*Brief A*:
Repeat the passage of the Adelanto detention facility article below, from "The Department of" to "the report said.".
*Brief B*:
Pick up the news article on the Adelanto immigration detention center after its final sentence and write its continuation.

*Document text*:
■ ■ ■ ■

ADELANTO (AP) — Federal inspectors found nooses made from bedsheets hanging in more than a dozen cells at an immigration detention facility in Southern California, according to a government report.
The Department of Homeland Security’s Office of Inspector General issued a scathing report after visiting the privately-run detention facility in the remote, desert city of Adelanto in May, the Los Angeles Times reported Tuesday.
Inspectors found nooses in 15 of 20 cells they visited at the center operated by the GEO Group for Immigration and Customs Enforcement, and said guards told them that removing the sheets was not a high priority.
Some detainees said they used the braided sheets as clotheslines or unfurled them for privacy. One detainee told inspectors he had seen them used for attempted suicides and that “the guards laugh at them and call them ‘suicide failures’ once they are back from medical,'” the report said.
Pablo Paez, a spokesman for GEO, referred questions about the report to Immigration and Customs Enforcement. Lori Haley, an ICE spokeswoman, said the agency takes the findings seriously and will conduct an immediate review of the facility.
“ICE recognizes that this can present a dangerous safety vulnerability and will intensify efforts to address this issue,” she said.
Immigrants have long complained about conditions at the detention center in Adelanto, 70 miles (113 kilometers) northeast of Los Angeles.
There were at least seven suicide attempts at the facility between December 2016 and October 2017, and a 32-year-old man killed himself by hanging in March 2017, according to the report.

■ ■ ■ ■

*Source information*:
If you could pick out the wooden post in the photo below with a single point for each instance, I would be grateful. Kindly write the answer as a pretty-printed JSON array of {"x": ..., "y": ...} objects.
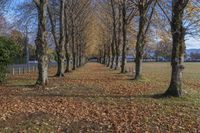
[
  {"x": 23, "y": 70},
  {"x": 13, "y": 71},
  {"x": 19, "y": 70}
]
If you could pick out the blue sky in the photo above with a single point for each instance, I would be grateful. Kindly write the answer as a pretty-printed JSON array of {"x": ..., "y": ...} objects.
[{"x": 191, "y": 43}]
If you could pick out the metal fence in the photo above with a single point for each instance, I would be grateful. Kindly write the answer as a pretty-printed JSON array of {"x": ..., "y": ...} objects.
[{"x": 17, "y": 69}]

■ ■ ■ ■

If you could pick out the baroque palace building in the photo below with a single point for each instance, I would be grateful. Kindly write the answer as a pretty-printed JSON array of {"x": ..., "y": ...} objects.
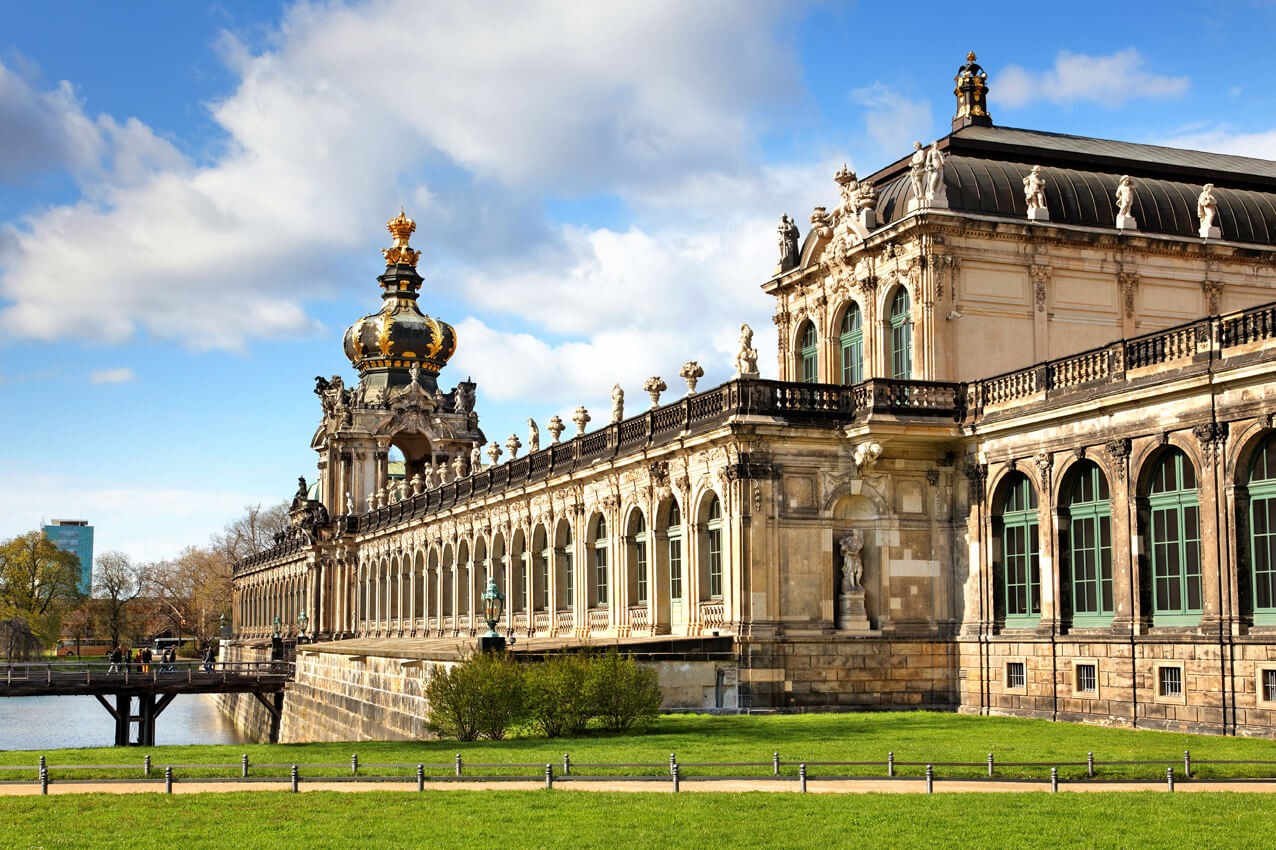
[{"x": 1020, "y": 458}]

■ ■ ■ ■

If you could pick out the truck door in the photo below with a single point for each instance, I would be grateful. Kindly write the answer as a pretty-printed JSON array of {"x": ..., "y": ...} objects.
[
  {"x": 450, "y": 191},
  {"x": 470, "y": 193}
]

■ ■ ■ ■

*Task result A*:
The Department of Homeland Security’s Office of Inspector General issued a scathing report after visiting the privately-run detention facility in the remote, desert city of Adelanto in May, the Los Angeles Times reported Tuesday.
Inspectors found nooses in 15 of 20 cells they visited at the center operated by the GEO Group for Immigration and Customs Enforcement, and said guards told them that removing the sheets was not a high priority.
Some detainees said they used the braided sheets as clotheslines or unfurled them for privacy. One detainee told inspectors he had seen them used for attempted suicides and that “the guards laugh at them and call them ‘suicide failures’ once they are back from medical,'” the report said.

*Task result B*:
The center can house up to 1,940 immigration detainees while the U.S. government seeks to have them deported. Those detained include asylum seekers who recently arrived in the country seeking humanitarian protection and immigrants transferred to the facility after serving prison sentences for criminal convictions.
The report also said detainees reported waiting months to see a doctor and that they were placed on wait lists for months or years for basic dental care, resulting in some cases of tooth loss and unnecessary extractions.
One dentist at the facility told inspectors he did not have time to complete cleanings or fillings and suggested that detainees could use string from their socks to floss their teeth.
Immigrant advocates including the American Civil Liberties Union of Southern California complained several years ago about the quality of the facility’s medical care.
Michael Kaufman, a senior staff attorney at the ACLU Foundation of Southern California, said the report shows the center is not looking out for detainees’ well-being and that ICE ignored earlier allegations of abuse and neglect.
“It is long-past time for ICE to do what the Constitution and basic humanitarian principles require: to ensure the safety and welfare of immigrants incarcerated at Adelanto,” he said in a statement.